Clinical geneticist Zosia Miedzybrodzka's pioneering work on clubfoot has seen her honoured for "excellence in medical research" by the children's medical research charity Sparks.
Dr Miedzybrodzka, leader of Aberdeen University's medical genetics group, has won more than £400,000 in three grants from Sparks, the latest worth £160,000. She and epidemiologist Linda Sharp last year showed that part of the cause of the condition may be variation in a gene that processes folate in the body. Only one other group, in the US, is investigating the genetics of the condition.
Dr Miedzybrodzka is carrying out by far the largest study in the world, using a unique resource of DNA and patient information from more than 1,000 families in the UK, the Netherlands and the Pacific archipelago of Vanuatu.
######
# Tasks for this exercise
A) In the clubfoot research article, which places are the families in the study's DNA and patient resource drawn from?
B) Write the next part of the article on the clubfoot research, picking up after its final sentence.

# Data extracts
######
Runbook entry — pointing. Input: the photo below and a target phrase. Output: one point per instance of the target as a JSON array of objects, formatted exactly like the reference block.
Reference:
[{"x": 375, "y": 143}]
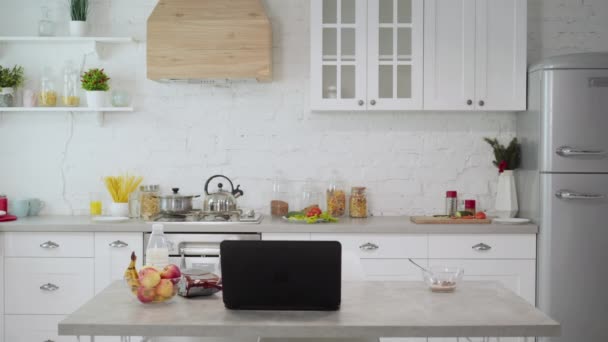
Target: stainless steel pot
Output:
[{"x": 175, "y": 203}]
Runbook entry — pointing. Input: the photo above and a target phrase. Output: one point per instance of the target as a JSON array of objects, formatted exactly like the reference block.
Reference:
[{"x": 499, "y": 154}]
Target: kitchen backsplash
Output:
[{"x": 179, "y": 135}]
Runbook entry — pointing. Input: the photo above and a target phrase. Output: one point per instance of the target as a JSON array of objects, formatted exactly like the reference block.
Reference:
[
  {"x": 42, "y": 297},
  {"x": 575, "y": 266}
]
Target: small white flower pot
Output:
[
  {"x": 506, "y": 195},
  {"x": 97, "y": 98},
  {"x": 119, "y": 209},
  {"x": 78, "y": 28}
]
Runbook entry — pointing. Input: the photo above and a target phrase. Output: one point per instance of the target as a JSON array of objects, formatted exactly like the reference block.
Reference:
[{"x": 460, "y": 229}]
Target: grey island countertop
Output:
[
  {"x": 376, "y": 224},
  {"x": 368, "y": 310}
]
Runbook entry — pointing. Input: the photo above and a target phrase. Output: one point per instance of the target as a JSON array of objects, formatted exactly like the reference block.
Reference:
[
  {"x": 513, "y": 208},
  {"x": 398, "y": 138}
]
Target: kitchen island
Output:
[{"x": 369, "y": 310}]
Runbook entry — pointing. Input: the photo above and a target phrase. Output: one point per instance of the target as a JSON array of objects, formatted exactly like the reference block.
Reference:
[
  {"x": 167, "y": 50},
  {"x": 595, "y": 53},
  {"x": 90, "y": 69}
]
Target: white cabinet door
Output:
[
  {"x": 113, "y": 254},
  {"x": 501, "y": 55},
  {"x": 338, "y": 52},
  {"x": 394, "y": 54},
  {"x": 449, "y": 54}
]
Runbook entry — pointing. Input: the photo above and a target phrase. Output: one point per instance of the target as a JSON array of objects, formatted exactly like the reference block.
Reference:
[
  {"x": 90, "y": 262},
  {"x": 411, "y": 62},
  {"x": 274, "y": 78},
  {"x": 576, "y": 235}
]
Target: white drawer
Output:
[
  {"x": 380, "y": 246},
  {"x": 66, "y": 285},
  {"x": 37, "y": 328},
  {"x": 58, "y": 245},
  {"x": 481, "y": 246}
]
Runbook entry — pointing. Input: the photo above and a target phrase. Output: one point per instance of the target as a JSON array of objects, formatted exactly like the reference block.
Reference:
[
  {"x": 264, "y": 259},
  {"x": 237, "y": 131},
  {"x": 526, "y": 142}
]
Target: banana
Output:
[{"x": 131, "y": 275}]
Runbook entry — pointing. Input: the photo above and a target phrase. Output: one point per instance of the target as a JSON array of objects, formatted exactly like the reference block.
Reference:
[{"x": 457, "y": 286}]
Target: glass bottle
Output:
[
  {"x": 157, "y": 251},
  {"x": 279, "y": 204},
  {"x": 358, "y": 202},
  {"x": 48, "y": 94},
  {"x": 70, "y": 96},
  {"x": 335, "y": 196},
  {"x": 46, "y": 27},
  {"x": 149, "y": 203}
]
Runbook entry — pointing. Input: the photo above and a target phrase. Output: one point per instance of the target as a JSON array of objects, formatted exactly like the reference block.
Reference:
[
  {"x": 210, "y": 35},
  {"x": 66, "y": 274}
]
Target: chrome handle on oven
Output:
[
  {"x": 567, "y": 151},
  {"x": 118, "y": 244},
  {"x": 368, "y": 246},
  {"x": 570, "y": 195},
  {"x": 482, "y": 247},
  {"x": 49, "y": 287},
  {"x": 49, "y": 245}
]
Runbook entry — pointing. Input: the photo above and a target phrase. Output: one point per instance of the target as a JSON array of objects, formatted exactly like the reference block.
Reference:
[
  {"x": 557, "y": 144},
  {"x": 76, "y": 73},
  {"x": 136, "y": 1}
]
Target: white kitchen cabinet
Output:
[
  {"x": 475, "y": 55},
  {"x": 366, "y": 54},
  {"x": 113, "y": 254}
]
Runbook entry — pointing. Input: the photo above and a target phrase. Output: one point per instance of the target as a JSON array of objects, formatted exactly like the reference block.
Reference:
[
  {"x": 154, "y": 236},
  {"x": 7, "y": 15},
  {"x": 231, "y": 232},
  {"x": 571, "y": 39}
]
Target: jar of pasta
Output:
[
  {"x": 358, "y": 202},
  {"x": 148, "y": 201},
  {"x": 335, "y": 196}
]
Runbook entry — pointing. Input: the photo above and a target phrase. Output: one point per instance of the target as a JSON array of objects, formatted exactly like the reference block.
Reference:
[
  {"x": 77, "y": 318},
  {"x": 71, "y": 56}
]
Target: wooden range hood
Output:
[{"x": 209, "y": 40}]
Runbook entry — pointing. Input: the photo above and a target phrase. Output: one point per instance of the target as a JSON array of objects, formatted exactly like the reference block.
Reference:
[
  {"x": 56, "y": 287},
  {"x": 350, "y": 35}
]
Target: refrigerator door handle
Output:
[
  {"x": 567, "y": 151},
  {"x": 571, "y": 195}
]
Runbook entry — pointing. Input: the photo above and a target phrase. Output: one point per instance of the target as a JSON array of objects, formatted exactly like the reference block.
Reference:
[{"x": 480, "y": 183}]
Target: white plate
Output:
[
  {"x": 511, "y": 220},
  {"x": 110, "y": 219}
]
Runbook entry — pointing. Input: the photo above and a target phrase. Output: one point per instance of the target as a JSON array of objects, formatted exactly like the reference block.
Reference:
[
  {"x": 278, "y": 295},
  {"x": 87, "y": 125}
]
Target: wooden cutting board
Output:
[{"x": 446, "y": 220}]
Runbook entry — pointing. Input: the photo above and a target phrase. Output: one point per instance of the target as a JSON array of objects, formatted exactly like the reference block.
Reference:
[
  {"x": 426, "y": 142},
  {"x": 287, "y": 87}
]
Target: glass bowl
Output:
[
  {"x": 163, "y": 292},
  {"x": 443, "y": 278}
]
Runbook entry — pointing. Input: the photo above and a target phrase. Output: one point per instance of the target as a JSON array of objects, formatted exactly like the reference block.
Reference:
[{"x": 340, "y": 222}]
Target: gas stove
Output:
[{"x": 201, "y": 217}]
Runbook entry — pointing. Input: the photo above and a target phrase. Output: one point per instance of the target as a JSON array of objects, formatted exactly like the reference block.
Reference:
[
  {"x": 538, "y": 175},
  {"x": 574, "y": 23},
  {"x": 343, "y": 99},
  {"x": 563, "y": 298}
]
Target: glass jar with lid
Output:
[
  {"x": 358, "y": 202},
  {"x": 149, "y": 203},
  {"x": 279, "y": 202},
  {"x": 335, "y": 196},
  {"x": 48, "y": 93},
  {"x": 71, "y": 87}
]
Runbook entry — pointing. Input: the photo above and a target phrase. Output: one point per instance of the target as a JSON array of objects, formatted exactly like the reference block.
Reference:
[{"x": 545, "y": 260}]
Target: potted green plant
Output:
[
  {"x": 10, "y": 79},
  {"x": 79, "y": 9},
  {"x": 95, "y": 83},
  {"x": 506, "y": 159}
]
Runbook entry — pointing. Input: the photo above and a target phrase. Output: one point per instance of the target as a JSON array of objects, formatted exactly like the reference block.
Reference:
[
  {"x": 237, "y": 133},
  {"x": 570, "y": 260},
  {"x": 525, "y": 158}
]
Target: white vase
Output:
[
  {"x": 506, "y": 195},
  {"x": 97, "y": 98},
  {"x": 78, "y": 28},
  {"x": 119, "y": 209}
]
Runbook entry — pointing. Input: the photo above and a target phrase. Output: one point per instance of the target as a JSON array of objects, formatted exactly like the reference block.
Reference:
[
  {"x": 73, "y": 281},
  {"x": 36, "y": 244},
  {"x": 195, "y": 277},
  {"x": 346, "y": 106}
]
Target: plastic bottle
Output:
[{"x": 157, "y": 252}]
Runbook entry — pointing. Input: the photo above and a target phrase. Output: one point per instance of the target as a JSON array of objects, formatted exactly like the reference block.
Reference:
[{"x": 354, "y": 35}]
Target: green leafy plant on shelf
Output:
[
  {"x": 79, "y": 9},
  {"x": 11, "y": 78},
  {"x": 506, "y": 158},
  {"x": 95, "y": 80}
]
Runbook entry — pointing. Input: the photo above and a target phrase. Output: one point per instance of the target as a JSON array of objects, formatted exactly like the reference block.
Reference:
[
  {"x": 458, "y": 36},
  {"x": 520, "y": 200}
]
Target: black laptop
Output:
[{"x": 281, "y": 275}]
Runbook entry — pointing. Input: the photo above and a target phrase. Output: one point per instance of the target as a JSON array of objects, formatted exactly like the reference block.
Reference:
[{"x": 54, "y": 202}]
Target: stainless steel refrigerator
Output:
[{"x": 563, "y": 185}]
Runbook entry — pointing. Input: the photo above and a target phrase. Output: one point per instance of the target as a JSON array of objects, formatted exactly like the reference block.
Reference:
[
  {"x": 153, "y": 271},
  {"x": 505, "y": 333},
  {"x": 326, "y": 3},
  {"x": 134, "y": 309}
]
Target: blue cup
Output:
[
  {"x": 19, "y": 208},
  {"x": 36, "y": 206}
]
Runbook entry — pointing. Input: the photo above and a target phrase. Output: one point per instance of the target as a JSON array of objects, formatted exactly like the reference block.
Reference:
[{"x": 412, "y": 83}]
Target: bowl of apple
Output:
[{"x": 153, "y": 285}]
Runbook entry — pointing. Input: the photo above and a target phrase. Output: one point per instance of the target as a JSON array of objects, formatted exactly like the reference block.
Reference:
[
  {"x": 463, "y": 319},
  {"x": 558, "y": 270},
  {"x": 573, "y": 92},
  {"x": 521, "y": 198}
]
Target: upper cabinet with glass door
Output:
[
  {"x": 338, "y": 54},
  {"x": 366, "y": 54}
]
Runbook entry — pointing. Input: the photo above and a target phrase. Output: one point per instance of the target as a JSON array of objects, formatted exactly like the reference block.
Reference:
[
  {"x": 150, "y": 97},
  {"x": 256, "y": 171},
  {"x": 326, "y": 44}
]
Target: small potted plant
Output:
[
  {"x": 95, "y": 83},
  {"x": 79, "y": 9},
  {"x": 10, "y": 79},
  {"x": 507, "y": 159}
]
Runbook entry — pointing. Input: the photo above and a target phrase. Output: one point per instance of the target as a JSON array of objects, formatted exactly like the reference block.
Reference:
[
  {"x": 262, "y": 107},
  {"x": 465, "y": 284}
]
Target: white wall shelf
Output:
[{"x": 100, "y": 112}]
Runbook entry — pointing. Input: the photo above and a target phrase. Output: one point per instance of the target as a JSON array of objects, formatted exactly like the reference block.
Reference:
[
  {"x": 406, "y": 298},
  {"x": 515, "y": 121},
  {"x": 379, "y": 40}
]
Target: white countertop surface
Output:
[
  {"x": 378, "y": 224},
  {"x": 368, "y": 310}
]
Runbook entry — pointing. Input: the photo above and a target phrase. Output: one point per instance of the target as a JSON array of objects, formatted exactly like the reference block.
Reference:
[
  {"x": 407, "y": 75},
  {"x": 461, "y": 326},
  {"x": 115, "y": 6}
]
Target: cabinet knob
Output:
[{"x": 49, "y": 245}]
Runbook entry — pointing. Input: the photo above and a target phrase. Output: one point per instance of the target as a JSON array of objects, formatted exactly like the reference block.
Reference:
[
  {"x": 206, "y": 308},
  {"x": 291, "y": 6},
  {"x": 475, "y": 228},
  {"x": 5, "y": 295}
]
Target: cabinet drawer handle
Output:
[
  {"x": 368, "y": 246},
  {"x": 49, "y": 287},
  {"x": 49, "y": 245},
  {"x": 118, "y": 244},
  {"x": 482, "y": 247}
]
######
# Replies
A) The UK, the Netherlands, and the Pacific archipelago of Vanuatu.

B)
The prevalence of clubfoot, affecting about one in 500 babies, is comparable to that of facial clefts, which is researched by more than 100 groups. "It is a huge boost to know that one of our main funders appreciates the work we are doing," Dr Miedzybrodzka said.
She said the lack of work on clubfoot was because orthopaedic surgeons had traditionally not been strongly involved in research and because clubfoot was considered "fixable" and therefore did not need more money spent on it.
Treatments have included surgery, or putting the foot in a cast, followed by wearing restrictive and uncomfortable ankle boots.
"We know from many people that it isn't fixed," she said. "The distress it causes is underestimated."